### TASK REQUIREMENTS
The response must contain every line of the records that follow, duplicated exactly.

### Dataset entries

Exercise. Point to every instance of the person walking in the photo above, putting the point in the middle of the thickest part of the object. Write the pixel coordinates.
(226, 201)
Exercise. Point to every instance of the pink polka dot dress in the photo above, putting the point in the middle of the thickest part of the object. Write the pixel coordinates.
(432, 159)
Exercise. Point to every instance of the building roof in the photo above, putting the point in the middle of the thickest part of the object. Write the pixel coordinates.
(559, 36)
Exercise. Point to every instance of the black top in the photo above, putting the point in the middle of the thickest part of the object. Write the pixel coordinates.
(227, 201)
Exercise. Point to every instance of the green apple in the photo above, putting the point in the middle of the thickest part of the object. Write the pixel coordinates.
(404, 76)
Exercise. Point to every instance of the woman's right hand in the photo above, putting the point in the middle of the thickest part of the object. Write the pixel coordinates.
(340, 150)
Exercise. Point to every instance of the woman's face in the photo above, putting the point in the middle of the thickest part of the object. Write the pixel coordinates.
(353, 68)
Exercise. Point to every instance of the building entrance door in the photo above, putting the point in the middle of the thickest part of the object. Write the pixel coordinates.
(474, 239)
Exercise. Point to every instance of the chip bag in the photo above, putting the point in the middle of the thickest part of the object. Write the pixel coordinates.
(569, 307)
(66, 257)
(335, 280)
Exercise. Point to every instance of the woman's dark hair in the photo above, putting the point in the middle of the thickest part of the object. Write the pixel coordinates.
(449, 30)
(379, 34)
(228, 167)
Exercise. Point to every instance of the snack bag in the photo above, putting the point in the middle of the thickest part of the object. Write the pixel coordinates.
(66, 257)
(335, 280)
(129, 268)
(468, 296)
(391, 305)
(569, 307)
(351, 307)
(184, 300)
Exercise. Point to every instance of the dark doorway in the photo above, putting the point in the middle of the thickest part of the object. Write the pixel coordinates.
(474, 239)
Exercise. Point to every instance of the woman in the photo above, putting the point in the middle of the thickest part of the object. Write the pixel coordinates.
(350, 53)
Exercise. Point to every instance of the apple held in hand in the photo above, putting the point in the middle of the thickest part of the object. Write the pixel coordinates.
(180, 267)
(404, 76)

### RESULT OF THIS TASK
Exercise. Point to every instance of the person walking in the photo above, putting the point in the middle of the thickest part of the object. Write the pixel coordinates.
(226, 201)
Exercise. Point to every instance of the pink polka dot dress in the photo above, putting the point in the middle of the thickest part of the object. Write the pixel coordinates.
(432, 159)
Exercise. Point to every instance of the building roof in the photo above, putting the point in the middle of the thickest part of the object. Write the pixel coordinates.
(559, 36)
Exercise. Point to every instance of the black top in the photo above, putting the point in the middle of the thickest part of the object. Write the pixel coordinates.
(227, 201)
Exercise. Point to every instance of the green apple in the photo above, putting the point in the middle of the thickest part of the object. Write the pixel coordinates.
(404, 76)
Exercise. Point to every instance of the woman's right hand in the photo above, putting the point in the middle of the thickest part of the object. Write the pixel coordinates.
(340, 150)
Exercise. Point to every instance of the woman's face in the photo above, putting the point in the middle of the thickest part of the object. Write the pixel coordinates.
(353, 68)
Exercise. Point to every instance of the building entrance door in the photo above, putting the point in the middle of the thickest part of the object. Write the pixel coordinates.
(474, 239)
Exercise. Point to every instance of the chip bag in the photo above, putting the point in the middle of the thickest part of the object. Write the pixel coordinates.
(569, 307)
(66, 257)
(335, 280)
Exercise. Point to every instance of the woman's dark hair in the photo above, putting the point in the middle of the thickest part of the object. Write the pixel coordinates.
(449, 30)
(379, 34)
(228, 167)
Exercise. Point to every instance of the snack bag in the photo above, putting the point in the middle of the thickest part of the object. Write the pixel coordinates.
(66, 257)
(335, 280)
(129, 268)
(468, 296)
(391, 305)
(569, 307)
(351, 307)
(184, 300)
Exercise. Point to every instance of the dark doorway in the photo above, putting the point in the middle of the thickest part of the object. Write the pixel coordinates.
(474, 239)
Exercise. Point to every instance of the woman in the photo above, putting the point in the middle of the thickest part of the object. Write the pixel coordinates.
(350, 53)
Exercise. Point to every instance of the apple held in hand in the photo above, putting the point in the middle of the thickest part of the object. Write the pixel coordinates.
(180, 267)
(404, 76)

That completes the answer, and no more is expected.